OBJECTIVE: Rewrite the listing from its start through the line containing "600 174 L 645", replacing "glossy dark green leaf" with "shiny dark green leaf" and leaving everything else unchanged.

MATERIAL FOR THIS TASK:
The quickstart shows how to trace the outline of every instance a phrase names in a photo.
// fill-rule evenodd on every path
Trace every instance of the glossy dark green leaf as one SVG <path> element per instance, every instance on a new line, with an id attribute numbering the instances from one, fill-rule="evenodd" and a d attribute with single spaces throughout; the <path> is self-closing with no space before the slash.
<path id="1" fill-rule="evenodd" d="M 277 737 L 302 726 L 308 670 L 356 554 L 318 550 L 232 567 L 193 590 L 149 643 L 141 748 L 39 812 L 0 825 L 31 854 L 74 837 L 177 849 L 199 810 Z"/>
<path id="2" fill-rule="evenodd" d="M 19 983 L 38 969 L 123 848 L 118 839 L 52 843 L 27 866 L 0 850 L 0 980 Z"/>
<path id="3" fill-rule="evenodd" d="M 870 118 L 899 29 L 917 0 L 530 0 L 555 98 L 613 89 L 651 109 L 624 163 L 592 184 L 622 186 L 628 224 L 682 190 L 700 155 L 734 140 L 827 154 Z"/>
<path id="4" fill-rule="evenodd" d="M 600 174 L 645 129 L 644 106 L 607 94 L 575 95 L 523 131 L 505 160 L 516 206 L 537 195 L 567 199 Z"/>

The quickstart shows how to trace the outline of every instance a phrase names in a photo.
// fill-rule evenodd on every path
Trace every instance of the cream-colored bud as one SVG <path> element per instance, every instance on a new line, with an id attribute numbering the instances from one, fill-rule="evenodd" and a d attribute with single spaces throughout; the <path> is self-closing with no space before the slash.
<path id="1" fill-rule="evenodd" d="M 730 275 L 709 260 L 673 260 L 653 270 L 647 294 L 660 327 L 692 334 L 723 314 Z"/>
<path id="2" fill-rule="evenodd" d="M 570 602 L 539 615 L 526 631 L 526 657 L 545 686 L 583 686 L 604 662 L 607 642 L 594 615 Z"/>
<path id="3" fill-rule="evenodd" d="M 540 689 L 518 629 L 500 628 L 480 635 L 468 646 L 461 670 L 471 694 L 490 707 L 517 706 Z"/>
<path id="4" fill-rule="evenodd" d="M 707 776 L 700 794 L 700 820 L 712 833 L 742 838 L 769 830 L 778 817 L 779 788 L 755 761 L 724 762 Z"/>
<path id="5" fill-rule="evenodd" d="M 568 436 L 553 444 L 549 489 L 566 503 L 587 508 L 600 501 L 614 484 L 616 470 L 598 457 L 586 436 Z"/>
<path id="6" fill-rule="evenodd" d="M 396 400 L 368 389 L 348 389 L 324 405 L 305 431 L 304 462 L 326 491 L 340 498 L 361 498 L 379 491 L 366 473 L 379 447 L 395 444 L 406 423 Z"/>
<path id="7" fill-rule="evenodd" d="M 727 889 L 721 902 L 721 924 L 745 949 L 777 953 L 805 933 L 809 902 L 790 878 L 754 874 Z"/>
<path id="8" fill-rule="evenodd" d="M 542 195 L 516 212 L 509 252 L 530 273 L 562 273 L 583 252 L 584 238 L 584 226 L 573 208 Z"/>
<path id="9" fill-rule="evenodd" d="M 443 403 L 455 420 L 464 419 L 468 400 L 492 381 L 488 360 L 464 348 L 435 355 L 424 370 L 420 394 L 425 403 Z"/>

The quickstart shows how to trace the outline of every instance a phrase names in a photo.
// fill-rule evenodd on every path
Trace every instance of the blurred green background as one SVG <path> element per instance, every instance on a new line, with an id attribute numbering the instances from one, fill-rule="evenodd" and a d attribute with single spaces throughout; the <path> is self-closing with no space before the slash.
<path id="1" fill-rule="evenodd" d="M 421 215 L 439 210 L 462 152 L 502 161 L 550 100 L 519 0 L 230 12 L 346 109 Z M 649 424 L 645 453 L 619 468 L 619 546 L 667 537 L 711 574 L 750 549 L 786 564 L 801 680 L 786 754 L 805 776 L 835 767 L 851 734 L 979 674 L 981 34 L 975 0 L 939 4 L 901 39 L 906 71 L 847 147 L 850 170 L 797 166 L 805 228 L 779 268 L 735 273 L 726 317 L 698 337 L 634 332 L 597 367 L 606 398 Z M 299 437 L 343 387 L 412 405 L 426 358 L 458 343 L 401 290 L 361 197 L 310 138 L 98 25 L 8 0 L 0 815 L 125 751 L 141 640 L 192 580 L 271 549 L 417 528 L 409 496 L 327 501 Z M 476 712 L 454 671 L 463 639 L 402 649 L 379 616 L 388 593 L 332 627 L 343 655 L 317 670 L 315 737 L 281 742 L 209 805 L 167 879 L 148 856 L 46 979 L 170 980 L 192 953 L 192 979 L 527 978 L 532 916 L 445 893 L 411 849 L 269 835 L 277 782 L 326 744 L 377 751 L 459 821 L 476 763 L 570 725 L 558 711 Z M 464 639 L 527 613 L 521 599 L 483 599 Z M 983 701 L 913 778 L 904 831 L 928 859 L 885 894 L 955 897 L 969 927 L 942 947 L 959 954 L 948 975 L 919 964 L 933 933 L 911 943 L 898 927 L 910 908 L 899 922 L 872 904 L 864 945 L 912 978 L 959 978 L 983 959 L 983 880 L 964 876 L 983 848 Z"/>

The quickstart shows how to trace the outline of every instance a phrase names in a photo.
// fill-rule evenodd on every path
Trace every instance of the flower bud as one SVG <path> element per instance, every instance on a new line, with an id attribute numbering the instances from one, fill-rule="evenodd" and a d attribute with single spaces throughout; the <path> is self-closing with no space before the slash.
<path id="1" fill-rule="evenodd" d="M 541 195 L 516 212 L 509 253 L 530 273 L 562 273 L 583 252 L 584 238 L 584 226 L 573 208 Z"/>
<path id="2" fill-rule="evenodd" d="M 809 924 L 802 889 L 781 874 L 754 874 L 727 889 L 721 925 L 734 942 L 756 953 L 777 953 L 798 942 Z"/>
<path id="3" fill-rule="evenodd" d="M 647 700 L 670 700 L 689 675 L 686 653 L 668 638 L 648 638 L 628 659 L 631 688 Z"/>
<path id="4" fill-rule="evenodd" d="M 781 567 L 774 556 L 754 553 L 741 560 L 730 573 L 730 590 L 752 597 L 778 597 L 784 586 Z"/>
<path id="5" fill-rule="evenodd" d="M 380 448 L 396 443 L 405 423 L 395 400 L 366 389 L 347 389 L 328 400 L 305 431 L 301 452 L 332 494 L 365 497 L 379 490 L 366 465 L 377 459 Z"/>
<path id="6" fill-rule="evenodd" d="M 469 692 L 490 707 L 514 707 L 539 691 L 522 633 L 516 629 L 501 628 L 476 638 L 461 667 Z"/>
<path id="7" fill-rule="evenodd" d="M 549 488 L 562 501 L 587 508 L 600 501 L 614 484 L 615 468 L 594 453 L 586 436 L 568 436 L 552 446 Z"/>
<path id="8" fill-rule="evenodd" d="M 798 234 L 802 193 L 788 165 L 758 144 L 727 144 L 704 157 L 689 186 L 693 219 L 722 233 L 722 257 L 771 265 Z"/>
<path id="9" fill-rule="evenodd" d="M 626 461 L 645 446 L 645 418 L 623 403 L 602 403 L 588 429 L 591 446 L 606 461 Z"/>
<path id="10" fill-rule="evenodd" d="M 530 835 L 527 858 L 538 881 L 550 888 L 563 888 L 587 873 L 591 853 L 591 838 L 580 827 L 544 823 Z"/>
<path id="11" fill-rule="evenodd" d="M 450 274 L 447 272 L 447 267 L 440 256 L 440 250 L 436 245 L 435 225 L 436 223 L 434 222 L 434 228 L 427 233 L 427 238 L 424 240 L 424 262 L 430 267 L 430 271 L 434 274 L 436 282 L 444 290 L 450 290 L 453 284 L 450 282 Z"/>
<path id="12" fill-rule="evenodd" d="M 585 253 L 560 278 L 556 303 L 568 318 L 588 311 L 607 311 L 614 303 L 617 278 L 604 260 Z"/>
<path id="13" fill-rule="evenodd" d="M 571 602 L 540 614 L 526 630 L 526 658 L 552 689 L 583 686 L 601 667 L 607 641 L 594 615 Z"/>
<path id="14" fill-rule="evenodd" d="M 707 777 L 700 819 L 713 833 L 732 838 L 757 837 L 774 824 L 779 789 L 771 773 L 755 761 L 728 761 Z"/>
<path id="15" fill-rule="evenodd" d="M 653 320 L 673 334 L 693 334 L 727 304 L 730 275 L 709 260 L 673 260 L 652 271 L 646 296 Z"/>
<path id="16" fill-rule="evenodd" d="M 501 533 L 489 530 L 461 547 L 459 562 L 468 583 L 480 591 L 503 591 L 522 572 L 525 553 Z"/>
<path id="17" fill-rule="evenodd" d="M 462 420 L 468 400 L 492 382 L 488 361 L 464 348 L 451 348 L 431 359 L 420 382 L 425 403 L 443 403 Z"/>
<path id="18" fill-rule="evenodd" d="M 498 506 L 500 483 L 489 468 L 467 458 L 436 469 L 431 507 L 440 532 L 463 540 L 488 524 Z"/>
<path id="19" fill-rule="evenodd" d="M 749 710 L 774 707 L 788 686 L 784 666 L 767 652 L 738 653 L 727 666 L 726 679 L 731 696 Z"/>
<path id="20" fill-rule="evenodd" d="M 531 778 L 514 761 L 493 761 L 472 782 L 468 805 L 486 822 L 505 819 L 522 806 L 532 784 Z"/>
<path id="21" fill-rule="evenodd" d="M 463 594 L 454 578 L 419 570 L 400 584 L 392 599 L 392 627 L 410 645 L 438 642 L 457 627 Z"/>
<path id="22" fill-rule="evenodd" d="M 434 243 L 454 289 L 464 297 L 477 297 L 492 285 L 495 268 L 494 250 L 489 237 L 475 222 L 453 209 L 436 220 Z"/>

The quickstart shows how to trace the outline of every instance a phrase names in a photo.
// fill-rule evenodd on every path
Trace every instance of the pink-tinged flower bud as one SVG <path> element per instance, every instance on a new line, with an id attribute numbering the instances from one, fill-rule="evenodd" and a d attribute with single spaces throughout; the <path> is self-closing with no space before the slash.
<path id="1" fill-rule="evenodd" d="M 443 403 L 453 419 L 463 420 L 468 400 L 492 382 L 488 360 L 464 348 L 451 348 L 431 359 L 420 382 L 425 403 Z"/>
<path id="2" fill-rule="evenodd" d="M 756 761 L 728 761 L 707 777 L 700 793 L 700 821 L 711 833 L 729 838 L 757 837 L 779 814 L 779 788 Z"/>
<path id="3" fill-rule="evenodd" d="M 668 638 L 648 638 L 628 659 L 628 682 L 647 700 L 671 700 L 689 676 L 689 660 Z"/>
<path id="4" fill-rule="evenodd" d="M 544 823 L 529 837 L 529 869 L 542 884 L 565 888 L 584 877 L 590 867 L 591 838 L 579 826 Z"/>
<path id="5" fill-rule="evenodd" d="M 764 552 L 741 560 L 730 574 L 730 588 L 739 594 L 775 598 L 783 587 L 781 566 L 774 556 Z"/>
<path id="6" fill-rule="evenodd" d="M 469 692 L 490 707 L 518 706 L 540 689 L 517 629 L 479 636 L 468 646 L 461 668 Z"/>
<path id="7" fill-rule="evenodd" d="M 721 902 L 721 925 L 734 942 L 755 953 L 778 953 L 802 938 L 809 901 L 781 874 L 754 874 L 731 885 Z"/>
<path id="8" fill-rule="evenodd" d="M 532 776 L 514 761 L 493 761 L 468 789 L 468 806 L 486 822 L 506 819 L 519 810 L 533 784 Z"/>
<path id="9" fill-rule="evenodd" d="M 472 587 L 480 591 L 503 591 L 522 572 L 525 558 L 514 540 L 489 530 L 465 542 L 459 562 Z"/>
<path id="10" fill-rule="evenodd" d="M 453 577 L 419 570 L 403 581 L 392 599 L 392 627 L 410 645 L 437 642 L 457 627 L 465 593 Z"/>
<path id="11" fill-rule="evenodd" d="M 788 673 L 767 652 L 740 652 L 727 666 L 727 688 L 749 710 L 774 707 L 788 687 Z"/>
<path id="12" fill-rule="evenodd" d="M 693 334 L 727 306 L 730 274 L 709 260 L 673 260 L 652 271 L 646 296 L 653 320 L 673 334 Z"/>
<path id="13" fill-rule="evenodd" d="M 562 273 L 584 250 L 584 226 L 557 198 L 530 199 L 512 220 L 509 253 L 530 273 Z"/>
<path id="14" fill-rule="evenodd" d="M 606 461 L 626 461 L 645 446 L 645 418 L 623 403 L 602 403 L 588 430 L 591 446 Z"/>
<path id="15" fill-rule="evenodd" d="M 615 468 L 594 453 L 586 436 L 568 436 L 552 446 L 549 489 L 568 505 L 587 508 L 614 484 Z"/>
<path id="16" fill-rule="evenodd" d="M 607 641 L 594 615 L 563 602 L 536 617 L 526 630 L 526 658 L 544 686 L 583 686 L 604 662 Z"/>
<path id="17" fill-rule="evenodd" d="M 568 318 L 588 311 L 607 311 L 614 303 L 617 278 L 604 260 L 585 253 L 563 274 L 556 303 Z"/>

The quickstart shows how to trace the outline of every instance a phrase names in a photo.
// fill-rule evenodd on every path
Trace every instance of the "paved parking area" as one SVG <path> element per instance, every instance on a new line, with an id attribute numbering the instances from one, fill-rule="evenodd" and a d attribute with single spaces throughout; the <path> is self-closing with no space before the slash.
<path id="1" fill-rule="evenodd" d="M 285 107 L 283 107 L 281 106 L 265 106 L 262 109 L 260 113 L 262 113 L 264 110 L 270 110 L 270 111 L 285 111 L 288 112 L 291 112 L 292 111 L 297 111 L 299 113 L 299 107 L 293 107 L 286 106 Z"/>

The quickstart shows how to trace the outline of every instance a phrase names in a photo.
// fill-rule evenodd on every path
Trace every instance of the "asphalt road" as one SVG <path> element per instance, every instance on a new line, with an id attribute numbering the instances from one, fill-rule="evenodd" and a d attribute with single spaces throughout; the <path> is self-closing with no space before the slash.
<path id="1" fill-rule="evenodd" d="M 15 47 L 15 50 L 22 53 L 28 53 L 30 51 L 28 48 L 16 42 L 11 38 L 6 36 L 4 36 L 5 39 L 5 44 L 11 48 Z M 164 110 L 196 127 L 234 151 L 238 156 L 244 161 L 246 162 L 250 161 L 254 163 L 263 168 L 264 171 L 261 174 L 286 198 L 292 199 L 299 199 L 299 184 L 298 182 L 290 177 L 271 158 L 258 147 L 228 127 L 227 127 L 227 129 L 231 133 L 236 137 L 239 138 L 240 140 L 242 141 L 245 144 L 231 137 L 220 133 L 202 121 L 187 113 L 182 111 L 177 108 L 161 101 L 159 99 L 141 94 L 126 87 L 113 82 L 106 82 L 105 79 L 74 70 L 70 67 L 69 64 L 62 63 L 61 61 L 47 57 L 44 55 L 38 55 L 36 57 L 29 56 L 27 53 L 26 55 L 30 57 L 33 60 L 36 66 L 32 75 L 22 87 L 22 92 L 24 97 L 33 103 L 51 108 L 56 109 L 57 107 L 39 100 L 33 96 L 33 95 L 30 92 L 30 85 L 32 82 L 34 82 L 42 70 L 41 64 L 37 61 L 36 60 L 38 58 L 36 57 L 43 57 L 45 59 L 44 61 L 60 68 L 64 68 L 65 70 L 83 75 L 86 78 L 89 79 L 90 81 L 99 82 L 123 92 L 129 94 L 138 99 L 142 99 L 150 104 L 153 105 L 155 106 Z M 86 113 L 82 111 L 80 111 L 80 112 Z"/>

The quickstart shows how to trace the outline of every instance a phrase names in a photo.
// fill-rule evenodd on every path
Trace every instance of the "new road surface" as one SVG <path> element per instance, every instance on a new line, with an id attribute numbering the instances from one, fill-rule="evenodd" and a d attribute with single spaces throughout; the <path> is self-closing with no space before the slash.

SOLUTION TO THIS EXERCISE:
The quickstart shows how to trace the outline of every instance a phrase names in a photo.
// fill-rule evenodd on every path
Trace every instance of the shiny dark green leaf as one SVG <path> element per instance, every instance on a new line, with an id attribute numbering the instances from one, fill-rule="evenodd" and a d attribute with single spaces throughout; the <path> is self-closing with no space before the slash.
<path id="1" fill-rule="evenodd" d="M 277 737 L 302 726 L 308 670 L 356 554 L 318 550 L 232 567 L 193 590 L 149 643 L 141 748 L 39 812 L 0 825 L 31 854 L 74 837 L 177 849 L 199 810 Z"/>
<path id="2" fill-rule="evenodd" d="M 19 983 L 38 969 L 123 848 L 118 839 L 52 843 L 27 866 L 0 850 L 0 980 Z"/>
<path id="3" fill-rule="evenodd" d="M 870 118 L 899 29 L 917 0 L 530 0 L 555 98 L 613 89 L 651 109 L 624 163 L 592 184 L 622 186 L 628 224 L 682 190 L 700 155 L 734 140 L 827 154 Z"/>
<path id="4" fill-rule="evenodd" d="M 600 174 L 645 129 L 644 106 L 607 94 L 575 95 L 523 131 L 505 160 L 516 206 L 537 195 L 567 199 Z"/>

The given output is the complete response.